§ **The request**
Rewrite the stretch of the records from the line containing "for bald head" through the end of the records, copying every line and multiplying each bounding-box coordinate by 1.2, rounded to whole numbers with halves rounded up. Leave the pictures out and give nothing beyond that stretch.
☆ ☆ ☆
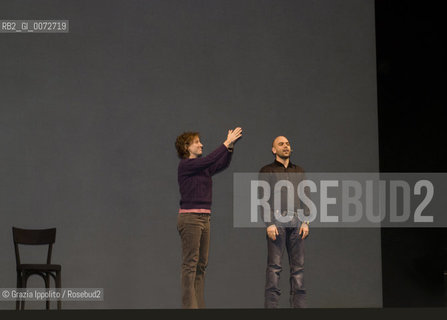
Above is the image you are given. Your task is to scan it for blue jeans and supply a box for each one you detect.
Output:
[264,227,306,308]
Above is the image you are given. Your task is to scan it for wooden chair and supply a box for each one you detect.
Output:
[12,227,61,310]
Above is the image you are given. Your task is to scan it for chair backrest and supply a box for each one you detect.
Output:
[12,227,56,266]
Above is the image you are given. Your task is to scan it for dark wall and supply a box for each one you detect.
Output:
[376,0,447,307]
[0,0,382,309]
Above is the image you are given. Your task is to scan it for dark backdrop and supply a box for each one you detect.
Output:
[376,0,447,307]
[0,0,382,308]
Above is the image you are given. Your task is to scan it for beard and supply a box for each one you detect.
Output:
[276,152,290,160]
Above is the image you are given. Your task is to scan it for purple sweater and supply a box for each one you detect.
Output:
[178,144,232,209]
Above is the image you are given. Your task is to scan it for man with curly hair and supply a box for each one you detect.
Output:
[175,127,242,309]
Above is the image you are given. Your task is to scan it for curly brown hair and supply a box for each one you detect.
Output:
[175,131,200,159]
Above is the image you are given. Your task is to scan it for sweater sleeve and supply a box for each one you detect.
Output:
[258,166,275,227]
[210,151,233,175]
[179,144,230,176]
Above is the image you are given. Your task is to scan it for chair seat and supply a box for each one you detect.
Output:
[17,264,61,272]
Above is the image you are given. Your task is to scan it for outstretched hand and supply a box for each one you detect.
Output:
[224,127,242,148]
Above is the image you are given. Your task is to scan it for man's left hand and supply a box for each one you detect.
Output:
[299,223,309,239]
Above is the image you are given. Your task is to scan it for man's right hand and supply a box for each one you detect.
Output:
[267,224,279,241]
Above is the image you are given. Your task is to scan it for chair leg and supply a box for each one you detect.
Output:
[56,271,62,310]
[16,271,22,310]
[20,272,28,310]
[44,272,50,310]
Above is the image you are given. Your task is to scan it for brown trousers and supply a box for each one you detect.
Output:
[177,213,210,309]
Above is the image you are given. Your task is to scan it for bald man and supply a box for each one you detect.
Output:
[260,136,309,308]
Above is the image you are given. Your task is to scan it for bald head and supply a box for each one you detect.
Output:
[272,136,292,159]
[272,136,289,147]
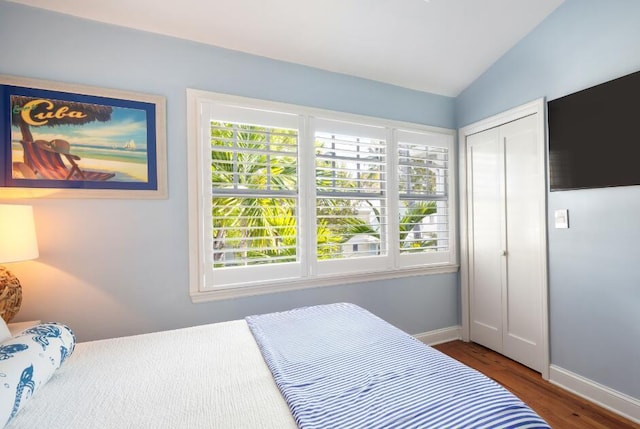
☆ ☆ ☆
§ **Response below**
Above is the image you are given. Your task is to scan it for bald head and supply a box for each one you detect.
Output:
[326,163,350,191]
[326,163,347,176]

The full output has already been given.